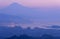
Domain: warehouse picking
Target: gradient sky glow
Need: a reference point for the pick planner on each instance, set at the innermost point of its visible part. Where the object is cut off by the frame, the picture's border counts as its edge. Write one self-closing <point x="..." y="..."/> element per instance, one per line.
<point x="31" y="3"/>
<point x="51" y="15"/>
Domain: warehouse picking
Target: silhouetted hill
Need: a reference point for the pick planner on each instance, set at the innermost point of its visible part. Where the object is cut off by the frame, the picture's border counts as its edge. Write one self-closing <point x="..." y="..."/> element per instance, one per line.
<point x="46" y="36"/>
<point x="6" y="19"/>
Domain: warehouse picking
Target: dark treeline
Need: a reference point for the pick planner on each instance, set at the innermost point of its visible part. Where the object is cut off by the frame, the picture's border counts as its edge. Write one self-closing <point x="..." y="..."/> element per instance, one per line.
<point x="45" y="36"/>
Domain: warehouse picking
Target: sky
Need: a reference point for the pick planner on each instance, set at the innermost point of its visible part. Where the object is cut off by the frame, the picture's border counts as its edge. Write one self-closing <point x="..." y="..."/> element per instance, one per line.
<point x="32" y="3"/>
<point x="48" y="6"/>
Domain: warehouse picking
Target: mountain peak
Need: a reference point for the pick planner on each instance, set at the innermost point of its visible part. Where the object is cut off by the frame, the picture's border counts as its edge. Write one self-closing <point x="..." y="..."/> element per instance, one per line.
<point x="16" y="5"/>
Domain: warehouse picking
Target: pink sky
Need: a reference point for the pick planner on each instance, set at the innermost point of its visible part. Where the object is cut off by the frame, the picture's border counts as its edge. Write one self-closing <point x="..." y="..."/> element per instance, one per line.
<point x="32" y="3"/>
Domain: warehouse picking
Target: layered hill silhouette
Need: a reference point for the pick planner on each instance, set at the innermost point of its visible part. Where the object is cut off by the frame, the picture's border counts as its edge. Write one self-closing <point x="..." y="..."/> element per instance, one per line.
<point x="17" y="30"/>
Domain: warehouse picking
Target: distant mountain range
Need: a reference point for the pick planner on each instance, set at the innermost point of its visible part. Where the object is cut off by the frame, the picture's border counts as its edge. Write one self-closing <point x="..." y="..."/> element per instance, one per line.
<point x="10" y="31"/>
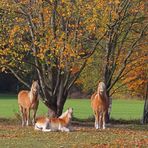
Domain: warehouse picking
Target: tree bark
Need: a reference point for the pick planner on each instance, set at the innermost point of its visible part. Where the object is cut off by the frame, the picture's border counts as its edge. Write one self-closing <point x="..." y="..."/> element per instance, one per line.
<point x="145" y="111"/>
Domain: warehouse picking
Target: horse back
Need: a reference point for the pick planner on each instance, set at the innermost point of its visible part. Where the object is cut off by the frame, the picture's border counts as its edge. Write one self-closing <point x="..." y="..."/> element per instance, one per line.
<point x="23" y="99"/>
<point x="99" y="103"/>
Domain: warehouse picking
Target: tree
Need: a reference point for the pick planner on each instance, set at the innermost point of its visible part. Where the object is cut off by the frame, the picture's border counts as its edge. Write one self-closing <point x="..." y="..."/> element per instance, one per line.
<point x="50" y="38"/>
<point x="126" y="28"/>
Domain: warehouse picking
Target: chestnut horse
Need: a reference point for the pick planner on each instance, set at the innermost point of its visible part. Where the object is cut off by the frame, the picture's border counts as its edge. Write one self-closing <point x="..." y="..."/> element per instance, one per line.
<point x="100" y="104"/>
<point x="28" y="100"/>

•••

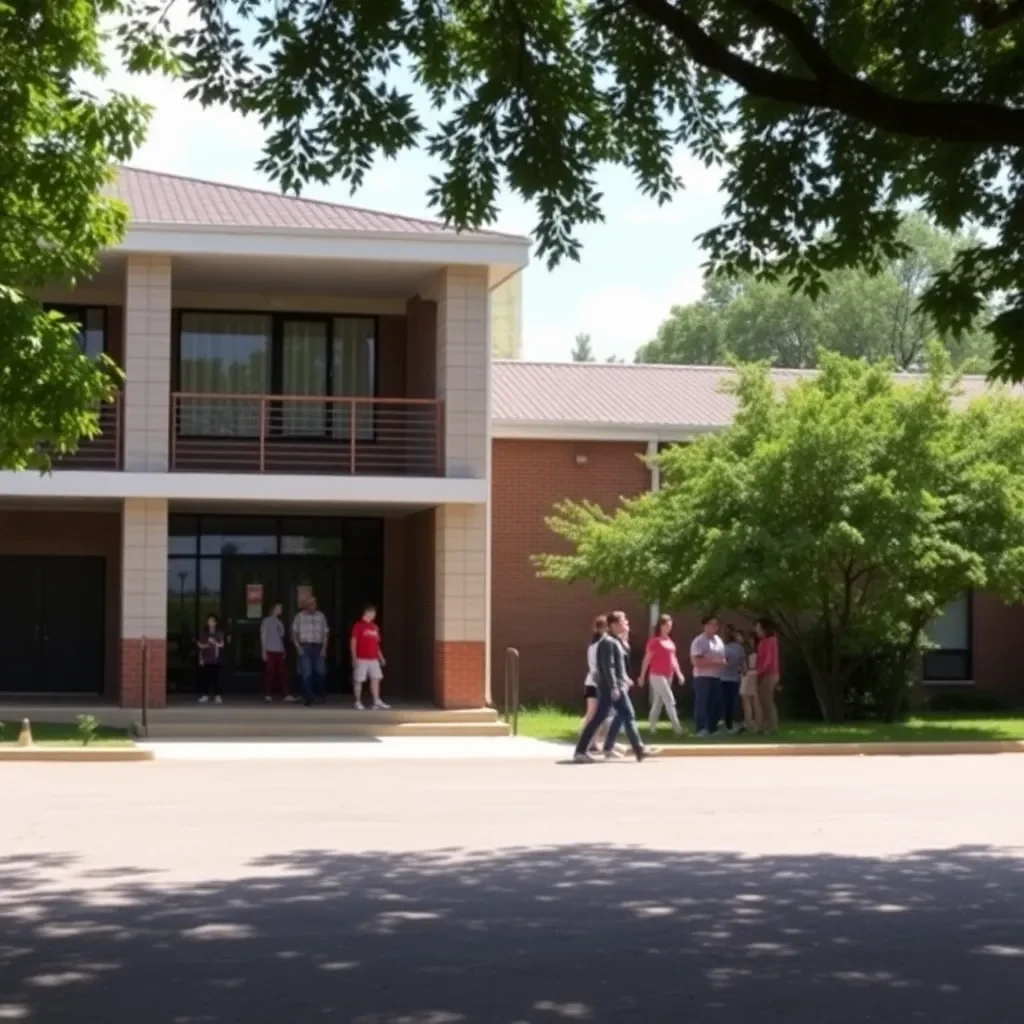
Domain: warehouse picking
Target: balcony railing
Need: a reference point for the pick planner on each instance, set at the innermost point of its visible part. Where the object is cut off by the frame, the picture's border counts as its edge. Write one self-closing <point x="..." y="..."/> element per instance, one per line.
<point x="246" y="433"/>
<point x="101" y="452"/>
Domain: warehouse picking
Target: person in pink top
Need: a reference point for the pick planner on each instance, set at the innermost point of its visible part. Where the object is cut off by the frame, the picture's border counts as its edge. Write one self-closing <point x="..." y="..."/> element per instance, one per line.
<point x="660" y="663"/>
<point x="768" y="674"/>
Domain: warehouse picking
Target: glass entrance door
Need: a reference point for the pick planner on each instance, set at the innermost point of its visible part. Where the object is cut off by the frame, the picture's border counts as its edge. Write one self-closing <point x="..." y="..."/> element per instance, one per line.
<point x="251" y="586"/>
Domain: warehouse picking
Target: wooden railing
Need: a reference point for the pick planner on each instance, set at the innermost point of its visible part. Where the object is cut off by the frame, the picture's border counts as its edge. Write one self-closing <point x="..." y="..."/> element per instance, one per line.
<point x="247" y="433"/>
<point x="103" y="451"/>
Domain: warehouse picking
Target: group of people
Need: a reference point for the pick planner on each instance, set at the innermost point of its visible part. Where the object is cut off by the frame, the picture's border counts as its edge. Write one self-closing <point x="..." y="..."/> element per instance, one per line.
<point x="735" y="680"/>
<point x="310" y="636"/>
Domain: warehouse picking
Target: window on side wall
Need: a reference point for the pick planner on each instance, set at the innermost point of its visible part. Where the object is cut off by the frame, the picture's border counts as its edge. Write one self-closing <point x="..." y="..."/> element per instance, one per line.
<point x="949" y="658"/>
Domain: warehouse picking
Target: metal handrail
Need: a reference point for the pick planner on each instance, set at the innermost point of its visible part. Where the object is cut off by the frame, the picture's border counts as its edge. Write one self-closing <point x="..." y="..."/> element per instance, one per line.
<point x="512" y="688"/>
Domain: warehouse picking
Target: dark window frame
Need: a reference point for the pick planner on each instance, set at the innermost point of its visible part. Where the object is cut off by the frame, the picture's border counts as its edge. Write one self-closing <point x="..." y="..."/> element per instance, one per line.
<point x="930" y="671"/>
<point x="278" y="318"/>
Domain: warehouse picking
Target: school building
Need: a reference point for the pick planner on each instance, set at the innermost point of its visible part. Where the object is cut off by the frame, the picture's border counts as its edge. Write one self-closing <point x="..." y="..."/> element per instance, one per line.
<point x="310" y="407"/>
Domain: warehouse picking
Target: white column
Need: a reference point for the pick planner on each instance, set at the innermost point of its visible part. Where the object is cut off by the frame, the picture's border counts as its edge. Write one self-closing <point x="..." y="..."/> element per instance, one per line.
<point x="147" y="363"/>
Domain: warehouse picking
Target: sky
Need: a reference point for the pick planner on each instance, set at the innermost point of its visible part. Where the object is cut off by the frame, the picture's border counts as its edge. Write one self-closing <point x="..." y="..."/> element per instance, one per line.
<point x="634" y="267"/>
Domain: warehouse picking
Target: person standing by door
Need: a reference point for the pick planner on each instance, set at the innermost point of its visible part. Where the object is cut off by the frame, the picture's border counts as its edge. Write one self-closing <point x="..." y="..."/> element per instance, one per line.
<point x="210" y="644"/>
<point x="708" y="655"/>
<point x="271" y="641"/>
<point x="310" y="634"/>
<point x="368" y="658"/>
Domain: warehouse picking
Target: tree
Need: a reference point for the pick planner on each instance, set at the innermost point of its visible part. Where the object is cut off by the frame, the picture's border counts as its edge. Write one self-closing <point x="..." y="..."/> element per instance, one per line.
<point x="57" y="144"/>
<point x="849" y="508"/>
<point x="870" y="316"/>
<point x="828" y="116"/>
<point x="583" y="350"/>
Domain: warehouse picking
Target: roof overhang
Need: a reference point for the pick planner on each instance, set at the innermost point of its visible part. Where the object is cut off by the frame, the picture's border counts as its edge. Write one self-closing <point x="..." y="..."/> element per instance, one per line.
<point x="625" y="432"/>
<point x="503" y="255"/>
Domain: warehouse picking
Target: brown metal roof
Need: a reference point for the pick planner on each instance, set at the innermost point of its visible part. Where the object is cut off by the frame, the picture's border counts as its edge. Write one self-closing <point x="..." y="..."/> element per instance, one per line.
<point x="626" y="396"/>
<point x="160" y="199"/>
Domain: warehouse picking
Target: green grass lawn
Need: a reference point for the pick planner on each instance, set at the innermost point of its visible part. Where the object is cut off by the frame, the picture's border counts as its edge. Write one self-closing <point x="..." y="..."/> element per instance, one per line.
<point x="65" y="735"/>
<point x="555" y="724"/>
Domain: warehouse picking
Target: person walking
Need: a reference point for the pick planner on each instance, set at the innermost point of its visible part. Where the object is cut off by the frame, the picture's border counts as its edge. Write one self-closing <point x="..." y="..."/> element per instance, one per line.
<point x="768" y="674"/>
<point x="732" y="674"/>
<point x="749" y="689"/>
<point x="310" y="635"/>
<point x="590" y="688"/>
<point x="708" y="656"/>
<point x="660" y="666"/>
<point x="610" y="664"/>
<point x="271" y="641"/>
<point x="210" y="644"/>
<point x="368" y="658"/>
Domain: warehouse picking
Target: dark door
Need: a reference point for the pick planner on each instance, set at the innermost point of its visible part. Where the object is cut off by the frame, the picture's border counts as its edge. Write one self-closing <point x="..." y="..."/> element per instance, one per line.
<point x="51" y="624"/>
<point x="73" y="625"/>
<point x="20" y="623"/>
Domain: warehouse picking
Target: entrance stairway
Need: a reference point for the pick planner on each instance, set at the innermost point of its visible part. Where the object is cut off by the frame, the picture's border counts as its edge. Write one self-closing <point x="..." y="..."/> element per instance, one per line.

•••

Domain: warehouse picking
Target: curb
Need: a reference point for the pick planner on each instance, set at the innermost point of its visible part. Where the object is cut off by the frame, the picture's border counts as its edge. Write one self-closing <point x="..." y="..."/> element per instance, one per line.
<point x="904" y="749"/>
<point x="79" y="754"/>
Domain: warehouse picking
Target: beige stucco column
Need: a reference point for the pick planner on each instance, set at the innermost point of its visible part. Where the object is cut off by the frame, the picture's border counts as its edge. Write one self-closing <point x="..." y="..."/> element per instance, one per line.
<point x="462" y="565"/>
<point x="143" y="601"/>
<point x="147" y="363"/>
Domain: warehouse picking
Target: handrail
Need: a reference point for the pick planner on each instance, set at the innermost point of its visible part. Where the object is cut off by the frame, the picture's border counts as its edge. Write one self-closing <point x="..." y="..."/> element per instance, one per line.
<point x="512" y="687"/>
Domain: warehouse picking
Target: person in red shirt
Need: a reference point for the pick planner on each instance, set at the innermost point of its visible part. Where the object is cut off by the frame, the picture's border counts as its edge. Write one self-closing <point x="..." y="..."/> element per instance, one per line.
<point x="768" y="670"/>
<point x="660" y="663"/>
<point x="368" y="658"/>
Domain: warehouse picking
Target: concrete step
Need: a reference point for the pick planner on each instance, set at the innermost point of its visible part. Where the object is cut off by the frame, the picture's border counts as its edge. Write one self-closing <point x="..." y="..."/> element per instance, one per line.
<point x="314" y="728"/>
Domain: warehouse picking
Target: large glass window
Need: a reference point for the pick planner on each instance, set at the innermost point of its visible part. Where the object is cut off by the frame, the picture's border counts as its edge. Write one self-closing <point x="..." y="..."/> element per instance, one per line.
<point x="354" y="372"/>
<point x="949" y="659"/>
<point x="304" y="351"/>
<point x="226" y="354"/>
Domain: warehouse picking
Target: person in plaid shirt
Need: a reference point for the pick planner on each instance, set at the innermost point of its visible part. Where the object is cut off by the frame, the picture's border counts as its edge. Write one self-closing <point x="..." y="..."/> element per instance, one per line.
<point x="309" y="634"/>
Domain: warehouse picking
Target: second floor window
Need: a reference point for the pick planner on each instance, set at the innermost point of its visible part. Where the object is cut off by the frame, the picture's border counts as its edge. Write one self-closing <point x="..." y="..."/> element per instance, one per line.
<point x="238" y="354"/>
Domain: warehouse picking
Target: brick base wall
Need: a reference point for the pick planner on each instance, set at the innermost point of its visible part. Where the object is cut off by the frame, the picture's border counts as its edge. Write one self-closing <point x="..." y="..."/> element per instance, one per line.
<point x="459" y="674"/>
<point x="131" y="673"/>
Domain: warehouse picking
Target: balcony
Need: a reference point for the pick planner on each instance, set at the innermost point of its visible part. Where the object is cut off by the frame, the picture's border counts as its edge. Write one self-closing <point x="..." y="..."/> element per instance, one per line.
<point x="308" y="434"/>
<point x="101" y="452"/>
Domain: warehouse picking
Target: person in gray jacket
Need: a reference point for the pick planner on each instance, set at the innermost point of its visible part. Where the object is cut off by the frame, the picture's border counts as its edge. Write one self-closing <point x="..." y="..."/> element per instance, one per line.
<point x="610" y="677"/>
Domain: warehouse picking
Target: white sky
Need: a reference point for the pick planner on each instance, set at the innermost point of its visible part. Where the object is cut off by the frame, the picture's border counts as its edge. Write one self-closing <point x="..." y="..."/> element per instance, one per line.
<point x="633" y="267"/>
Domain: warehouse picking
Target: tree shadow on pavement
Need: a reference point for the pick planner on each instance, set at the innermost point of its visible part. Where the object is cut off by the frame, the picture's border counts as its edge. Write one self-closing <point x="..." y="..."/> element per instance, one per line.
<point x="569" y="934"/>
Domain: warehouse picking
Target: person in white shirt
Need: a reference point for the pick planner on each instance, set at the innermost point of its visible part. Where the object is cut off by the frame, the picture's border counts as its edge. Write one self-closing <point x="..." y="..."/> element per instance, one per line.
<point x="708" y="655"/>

•••

How many lines in the data above contain the word "dark"? Give only the number.

**In response:**
3